Goal of the exercise :: Transcribe the items below verbatim, beginning at the line that contains "Would you mind indicating the laptop lid" and continuing through the last line of the items.

Exercise data ::
********************
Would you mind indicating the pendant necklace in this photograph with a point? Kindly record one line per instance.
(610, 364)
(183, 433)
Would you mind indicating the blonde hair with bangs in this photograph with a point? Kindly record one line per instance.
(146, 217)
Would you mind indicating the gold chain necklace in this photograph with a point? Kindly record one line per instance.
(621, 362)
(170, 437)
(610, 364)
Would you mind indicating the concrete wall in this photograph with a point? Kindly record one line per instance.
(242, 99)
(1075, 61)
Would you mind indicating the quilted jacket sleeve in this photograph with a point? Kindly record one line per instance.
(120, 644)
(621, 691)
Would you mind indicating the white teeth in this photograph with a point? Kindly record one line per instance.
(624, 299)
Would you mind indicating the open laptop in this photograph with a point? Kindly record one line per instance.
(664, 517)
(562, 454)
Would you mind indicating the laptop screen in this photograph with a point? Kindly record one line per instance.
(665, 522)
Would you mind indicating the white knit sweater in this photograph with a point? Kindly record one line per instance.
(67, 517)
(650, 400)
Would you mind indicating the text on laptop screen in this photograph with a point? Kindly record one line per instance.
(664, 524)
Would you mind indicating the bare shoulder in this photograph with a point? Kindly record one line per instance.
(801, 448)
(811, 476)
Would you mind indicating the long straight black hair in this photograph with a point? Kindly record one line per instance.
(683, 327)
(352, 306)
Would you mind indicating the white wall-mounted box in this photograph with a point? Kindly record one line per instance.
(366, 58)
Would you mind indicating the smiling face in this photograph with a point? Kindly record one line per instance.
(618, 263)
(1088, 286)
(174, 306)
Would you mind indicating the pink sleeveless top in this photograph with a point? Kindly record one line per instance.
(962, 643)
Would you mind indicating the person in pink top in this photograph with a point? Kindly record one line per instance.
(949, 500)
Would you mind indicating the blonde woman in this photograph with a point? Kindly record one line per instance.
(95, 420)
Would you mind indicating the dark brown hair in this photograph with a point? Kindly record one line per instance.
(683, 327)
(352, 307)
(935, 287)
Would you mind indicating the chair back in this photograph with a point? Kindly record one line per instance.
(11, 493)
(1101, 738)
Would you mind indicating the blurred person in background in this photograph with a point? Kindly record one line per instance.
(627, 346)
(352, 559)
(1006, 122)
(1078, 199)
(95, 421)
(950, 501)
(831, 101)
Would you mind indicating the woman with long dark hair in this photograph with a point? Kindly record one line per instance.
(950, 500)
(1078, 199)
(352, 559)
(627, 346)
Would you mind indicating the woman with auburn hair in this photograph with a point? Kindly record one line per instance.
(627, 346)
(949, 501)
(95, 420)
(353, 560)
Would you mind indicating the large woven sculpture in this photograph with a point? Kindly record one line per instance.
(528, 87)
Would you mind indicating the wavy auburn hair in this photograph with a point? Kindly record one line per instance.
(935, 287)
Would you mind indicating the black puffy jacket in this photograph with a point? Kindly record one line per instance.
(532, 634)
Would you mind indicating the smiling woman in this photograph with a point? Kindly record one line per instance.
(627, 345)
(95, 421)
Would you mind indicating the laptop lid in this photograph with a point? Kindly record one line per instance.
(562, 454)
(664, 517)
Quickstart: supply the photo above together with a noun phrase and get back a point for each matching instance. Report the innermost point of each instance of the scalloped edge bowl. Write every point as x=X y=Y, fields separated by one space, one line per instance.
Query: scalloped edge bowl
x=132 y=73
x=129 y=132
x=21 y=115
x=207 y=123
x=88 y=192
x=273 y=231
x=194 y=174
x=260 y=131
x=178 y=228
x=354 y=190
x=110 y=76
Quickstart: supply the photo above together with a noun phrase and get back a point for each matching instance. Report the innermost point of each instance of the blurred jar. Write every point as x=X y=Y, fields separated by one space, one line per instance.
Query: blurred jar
********************
Exercise solution ::
Would you mind indicating the laptop lid in this photograph with a point? Kindly record one line per instance.
(562, 454)
(664, 517)
Quickstart: supply the photo above together with a noun phrase and get back a point for each matching instance. Report the innermost point of each instance of the scalloped edge bowl. Write every point as x=X y=Y, fields separated by one space, one line per instance.
Query: scalloped edge bowl
x=132 y=73
x=129 y=132
x=21 y=115
x=207 y=123
x=88 y=192
x=273 y=231
x=194 y=174
x=260 y=131
x=178 y=228
x=354 y=190
x=110 y=76
Quickstart: supply the photo above together with a noun phrase and get back a point for each matching instance. Report the innermost point of each instance of the blurred jar. Write every point as x=X y=Y, fields separated by one space, one line per instance.
Query: blurred jar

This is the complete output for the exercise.